DOCUMENT SECTION >>
In relation to Lionel's request for comment on the following passage:

Air Jamaica Ltd. v. Charlton [1999] 1 WLR 1399 (PC, Jamaica): pension scheme surplus: at 1412BC per Lord Millett: "Like a constructive trust, a resulting trust arises by operation of law, though unlike a constructive trust it gives effect to intention. But it arises whether or not the transferor intended to retain a beneficial interest - he almost always does not - since it responds to the absence of any intention on his part to pass a beneficial interest to the recipient."

My view is that Lord Millett's comments, although perhaps not very clearly expressed, are not particularly surprising or controversial. At first sight, as other members have argued, there does appear to be an unacceptable element of fiction in his formulation. However, it seems to me that Lord Millett had in mind two different "intentions" in the two sentences of the quote above.

In the second sentence, where Lord Millett says that the transferor "almost always does not" intend to retain a beneficial interest, he seems to be referring to what might (loosely) be called the transferor's primary intention. Resulting trusts frequently arise in situations where effect cannot be given to a person's primary intention e.g. where a trust fails for lack of certainty of objects or because it is contrary to public policy (or where a pension fund is discontinued prematurely, as in the Air Jamaica case). One then has to guess at the settlor's intention in the changed circumstances: given that the original intention cannot be put into effect, what would the settlor be likely to intend in the new situation? Would she want to retain the beneficial interest under a resulting trust or would she prefer e.g. the property to pass to the state as bona vacantia. The resulting trust option represents the most plausible guess as to the settlor's intention in the changed circumstances (and a rebuttable presumption is, in my view, not to criticised as arbitrary or fictional if it represents a sensible guess at a likely intention). In my view, it is in this sense that the resulting trust in the Air Jamaica case can be said to be based on the transferor's "intention" (as Lord Millett says in his first sentence above). I see no objectionable resort to fiction here.

PROBLEMS AND TASKS >>
A. List each situation that the commentary on Lord Millett's resulting-trust remarks offers as an example of a case where effect cannot be given to a person's primary intention.
B. Extend the commentary on Lord Millett's resulting-trust remarks, carrying on after its final sentence.

RECORDS PROVIDED >>
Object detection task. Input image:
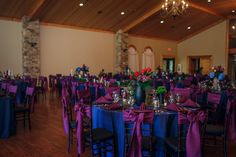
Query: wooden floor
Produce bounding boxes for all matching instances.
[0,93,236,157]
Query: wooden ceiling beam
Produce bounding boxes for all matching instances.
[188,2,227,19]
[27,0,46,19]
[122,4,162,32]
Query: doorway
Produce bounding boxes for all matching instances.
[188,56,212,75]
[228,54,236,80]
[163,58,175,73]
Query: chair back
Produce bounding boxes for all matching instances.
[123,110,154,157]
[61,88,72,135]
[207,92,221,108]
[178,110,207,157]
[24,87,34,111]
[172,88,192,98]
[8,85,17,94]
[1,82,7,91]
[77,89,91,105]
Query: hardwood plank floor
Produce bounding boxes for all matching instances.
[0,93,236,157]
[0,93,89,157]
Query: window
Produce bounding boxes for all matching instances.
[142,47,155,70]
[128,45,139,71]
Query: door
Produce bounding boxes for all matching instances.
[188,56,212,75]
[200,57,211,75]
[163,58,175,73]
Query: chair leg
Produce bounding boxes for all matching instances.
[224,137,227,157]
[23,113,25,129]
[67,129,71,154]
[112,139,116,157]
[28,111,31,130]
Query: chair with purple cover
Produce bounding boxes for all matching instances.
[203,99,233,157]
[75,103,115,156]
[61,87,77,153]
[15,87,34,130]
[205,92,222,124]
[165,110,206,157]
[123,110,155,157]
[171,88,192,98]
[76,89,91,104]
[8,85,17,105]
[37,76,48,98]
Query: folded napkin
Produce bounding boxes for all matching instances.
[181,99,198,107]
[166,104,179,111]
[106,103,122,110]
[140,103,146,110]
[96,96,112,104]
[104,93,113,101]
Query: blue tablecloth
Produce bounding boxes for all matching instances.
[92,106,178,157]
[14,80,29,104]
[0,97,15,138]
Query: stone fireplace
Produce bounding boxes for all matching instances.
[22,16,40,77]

OUTPUTS IN ORDER >>
A.
- A trust fails for lack of certainty of objects.
- A trust fails because it is contrary to public policy.
- A pension fund is discontinued prematurely, as in the Air Jamaica case.

B.
A quick perusal of the rest of the Air Jamaica case appears to offer support for the above view. In discussing a clause of the Pension scheme that appeared to indicate that the company could not have intended to retain a share of the property in question, Lord Millett said:

"Consequently their Lordships think that clauses of this kind in a pension scheme should generally be construed as forbidding the repayment of contributions under the terms of the scheme, and not as a pre-emptive but misguided attempt to rebut a resulting trust which would arise dehors the scheme. The purpose of such clauses is to preclude any amendment that would allow repayment to the Company. Their Lordships thus construe clause 4 of the Trust Deed as invalidating the 1994 amendments, but not as preventing the Company from retaining a beneficial interest by way of a resulting trust in so much of the surplus as is attributable to its contributions."

This passage appears to be directed to showing that the company did not, in fact, have an intention (as to what should happen if the person fund were discontinued) which was inconsistent with the creation of a resulting trust.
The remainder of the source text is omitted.